Write out the part of the listing that opens with the line containing "Find the suit" and runs through the end of the listing as a Markdown table. Use the columns "Row" and "Text", put one line in each row, and leave out blank lines.
[Start of RAW RECORDS]
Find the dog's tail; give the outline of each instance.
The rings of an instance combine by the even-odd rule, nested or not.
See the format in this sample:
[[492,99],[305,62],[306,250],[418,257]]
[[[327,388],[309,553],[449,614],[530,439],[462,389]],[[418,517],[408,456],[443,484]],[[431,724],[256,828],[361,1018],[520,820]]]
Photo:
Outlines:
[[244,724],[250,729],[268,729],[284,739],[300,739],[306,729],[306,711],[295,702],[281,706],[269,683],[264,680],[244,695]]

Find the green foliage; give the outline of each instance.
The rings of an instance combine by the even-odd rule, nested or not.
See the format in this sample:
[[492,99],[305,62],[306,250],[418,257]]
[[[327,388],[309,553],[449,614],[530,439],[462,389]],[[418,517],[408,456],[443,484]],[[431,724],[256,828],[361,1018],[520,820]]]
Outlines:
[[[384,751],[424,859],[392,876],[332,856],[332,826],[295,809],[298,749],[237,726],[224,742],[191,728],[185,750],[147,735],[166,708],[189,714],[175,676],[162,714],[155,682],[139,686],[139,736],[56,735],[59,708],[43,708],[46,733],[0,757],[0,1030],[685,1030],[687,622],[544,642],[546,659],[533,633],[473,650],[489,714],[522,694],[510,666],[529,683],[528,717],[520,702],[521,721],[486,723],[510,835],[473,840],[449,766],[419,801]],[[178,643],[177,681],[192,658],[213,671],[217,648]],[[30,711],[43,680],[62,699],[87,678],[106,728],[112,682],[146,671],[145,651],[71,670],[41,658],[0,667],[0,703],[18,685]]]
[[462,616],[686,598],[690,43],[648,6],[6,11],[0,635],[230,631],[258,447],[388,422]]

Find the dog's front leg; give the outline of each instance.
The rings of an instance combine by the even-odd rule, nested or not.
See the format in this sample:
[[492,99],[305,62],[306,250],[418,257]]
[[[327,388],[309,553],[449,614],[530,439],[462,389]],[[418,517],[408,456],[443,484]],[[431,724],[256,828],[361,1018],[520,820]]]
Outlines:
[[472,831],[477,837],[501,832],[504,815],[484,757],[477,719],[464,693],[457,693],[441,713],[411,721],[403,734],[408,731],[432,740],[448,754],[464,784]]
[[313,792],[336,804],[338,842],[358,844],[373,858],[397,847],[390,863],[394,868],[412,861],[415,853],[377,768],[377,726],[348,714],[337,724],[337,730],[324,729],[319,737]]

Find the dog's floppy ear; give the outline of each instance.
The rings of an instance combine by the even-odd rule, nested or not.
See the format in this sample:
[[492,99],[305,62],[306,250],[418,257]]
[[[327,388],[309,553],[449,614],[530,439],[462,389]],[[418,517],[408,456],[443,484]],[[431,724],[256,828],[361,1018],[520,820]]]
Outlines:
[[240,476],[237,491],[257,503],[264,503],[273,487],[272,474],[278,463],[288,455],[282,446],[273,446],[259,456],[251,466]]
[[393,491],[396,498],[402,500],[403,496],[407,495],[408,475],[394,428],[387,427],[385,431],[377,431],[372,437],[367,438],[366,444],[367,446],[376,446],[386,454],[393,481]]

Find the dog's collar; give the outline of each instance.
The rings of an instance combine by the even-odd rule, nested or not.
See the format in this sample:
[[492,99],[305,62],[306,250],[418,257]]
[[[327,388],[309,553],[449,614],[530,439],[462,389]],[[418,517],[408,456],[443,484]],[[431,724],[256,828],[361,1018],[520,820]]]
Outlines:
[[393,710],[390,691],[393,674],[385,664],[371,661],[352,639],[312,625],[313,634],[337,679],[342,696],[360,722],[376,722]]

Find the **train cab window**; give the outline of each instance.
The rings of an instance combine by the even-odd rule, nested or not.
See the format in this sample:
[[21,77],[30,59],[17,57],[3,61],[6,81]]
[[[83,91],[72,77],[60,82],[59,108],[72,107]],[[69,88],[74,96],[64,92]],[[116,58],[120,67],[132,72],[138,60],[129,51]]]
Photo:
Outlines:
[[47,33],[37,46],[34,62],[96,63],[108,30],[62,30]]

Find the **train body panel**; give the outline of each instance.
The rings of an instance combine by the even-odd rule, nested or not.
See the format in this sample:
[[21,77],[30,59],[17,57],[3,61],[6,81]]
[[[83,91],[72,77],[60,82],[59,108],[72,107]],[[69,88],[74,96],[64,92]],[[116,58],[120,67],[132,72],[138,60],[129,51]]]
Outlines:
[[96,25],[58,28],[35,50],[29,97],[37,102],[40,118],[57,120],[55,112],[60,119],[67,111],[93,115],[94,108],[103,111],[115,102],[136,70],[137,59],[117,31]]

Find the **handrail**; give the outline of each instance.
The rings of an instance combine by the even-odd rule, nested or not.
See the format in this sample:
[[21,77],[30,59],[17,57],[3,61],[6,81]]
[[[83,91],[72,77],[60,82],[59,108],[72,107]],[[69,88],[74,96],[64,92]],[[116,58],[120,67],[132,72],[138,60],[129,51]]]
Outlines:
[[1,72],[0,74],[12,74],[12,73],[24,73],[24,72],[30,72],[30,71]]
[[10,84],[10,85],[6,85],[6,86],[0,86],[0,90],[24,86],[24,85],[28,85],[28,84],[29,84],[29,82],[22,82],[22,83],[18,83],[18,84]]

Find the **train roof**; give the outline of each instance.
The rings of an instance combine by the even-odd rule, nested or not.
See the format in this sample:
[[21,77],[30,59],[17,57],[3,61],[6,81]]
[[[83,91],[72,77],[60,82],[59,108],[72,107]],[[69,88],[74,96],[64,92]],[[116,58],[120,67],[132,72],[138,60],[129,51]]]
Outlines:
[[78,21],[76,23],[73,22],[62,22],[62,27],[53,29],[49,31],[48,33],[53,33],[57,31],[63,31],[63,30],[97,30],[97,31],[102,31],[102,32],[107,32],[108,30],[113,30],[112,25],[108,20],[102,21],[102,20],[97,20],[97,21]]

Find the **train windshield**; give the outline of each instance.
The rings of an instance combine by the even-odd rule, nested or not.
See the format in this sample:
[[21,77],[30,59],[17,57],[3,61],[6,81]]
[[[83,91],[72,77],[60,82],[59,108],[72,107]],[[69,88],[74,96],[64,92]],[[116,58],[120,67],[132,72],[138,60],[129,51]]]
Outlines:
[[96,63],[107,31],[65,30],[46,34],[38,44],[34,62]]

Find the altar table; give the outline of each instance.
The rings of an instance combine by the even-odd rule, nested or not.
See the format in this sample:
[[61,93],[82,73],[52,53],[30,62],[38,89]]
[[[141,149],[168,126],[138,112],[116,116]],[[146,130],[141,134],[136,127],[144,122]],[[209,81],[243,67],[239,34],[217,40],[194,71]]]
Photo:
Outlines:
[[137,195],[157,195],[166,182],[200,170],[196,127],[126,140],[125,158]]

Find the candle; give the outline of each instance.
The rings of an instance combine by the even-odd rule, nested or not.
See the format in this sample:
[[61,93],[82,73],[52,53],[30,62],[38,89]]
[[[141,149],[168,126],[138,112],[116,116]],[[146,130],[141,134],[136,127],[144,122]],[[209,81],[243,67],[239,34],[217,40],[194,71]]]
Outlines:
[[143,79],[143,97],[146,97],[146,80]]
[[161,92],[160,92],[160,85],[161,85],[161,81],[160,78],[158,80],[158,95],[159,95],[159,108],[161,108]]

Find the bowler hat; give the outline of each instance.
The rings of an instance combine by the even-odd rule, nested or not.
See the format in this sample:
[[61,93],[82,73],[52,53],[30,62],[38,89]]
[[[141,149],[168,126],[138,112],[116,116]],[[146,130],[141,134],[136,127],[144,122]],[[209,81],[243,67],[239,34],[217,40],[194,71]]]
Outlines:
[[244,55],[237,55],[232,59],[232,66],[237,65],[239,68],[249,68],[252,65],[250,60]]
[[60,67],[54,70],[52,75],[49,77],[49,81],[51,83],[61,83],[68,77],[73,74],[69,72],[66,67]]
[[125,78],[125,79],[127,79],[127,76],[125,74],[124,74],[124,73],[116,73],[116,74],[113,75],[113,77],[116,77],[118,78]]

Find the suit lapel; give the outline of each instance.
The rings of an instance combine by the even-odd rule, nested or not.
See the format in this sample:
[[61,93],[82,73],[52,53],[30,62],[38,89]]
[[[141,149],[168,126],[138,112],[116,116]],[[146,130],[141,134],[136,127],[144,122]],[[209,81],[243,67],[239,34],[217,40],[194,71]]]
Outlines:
[End of RAW RECORDS]
RESPONSE TO THE TASK>
| Row | Text |
|---|---|
| 1 | Find the suit lapel; give the outline of each instance. |
| 2 | The rings of an instance combine by the even-odd rule, nested or not. |
| 3 | See the format in this sample: |
| 4 | [[61,93],[82,73],[52,53],[30,62],[38,89]] |
| 5 | [[[141,149],[168,126],[138,112],[116,116]],[[146,130],[141,134],[136,127],[144,122]],[[209,81],[243,67],[239,34],[217,40],[194,71]]] |
| 6 | Outlines: |